BY: OPINION OF FRED M. STANDLEY, Attorney General Fred M. Calkins, Jr., Assistant Attorney General

TO: Mr. C. W. Burrell, State Labor Commissioner, Santa Fe, New Mexico

QUESTION

QUESTION

May a veteran who was employed within the State of New Mexico as a Locomotive Fireman and Locomotive Engineer on January 27, 1951, at which time he was called to active service with the United States Air Force, upon his discharge from military service on January 31, 1958, secure re-employment under §§ 74-5-1 through 74-5-3, N.M.S.A., 1953 Compilation?

CONCLUSION

Yes.

OPINION

ANALYSIS

We are informed of the discharge of a person by the Atchison, Topeka and Santa Fe Railway Company who had returned from duty in the United States Air Force to his former employment with this Railway Company. The reason stated for his discharge was that he had no re-employment rights under the Universal Military Training Service Act.

This person was employed exclusively within the State of New Mexico by the Atchison, Topeka and Santa Fe Railway Company as Locomotive Fireman and Locomotive Engineer, in addition to prior dates of employment, from July 23, 1949 to January 27, 1951 at which time he was called to active service by the United States Air Force.

——————

_EXERCISE OBJECTIVE_.
Reproduce the attorney general's opinion word for word, from "May a veteran" to "Training Service Act.". Work only from the attorney general's opinion above.

_DATA BLOCK_.
——————

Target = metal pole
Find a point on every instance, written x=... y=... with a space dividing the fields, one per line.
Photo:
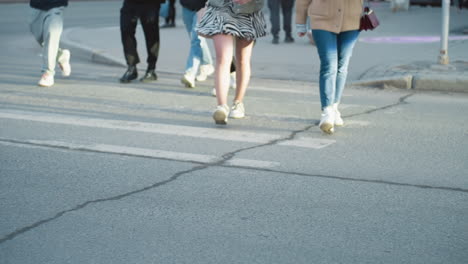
x=443 y=56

——————

_ANSWER FOR THE TASK_.
May a veteran who was employed within the State of New Mexico as a Locomotive Fireman and Locomotive Engineer on January 27, 1951, at which time he was called to active service with the United States Air Force, upon his discharge from military service on January 31, 1958, secure re-employment under §§ 74-5-1 through 74-5-3, N.M.S.A., 1953 Compilation?

CONCLUSION

Yes.

OPINION

ANALYSIS

We are informed of the discharge of a person by the Atchison, Topeka and Santa Fe Railway Company who had returned from duty in the United States Air Force to his former employment with this Railway Company. The reason stated for his discharge was that he had no re-employment rights under the Universal Military Training Service Act.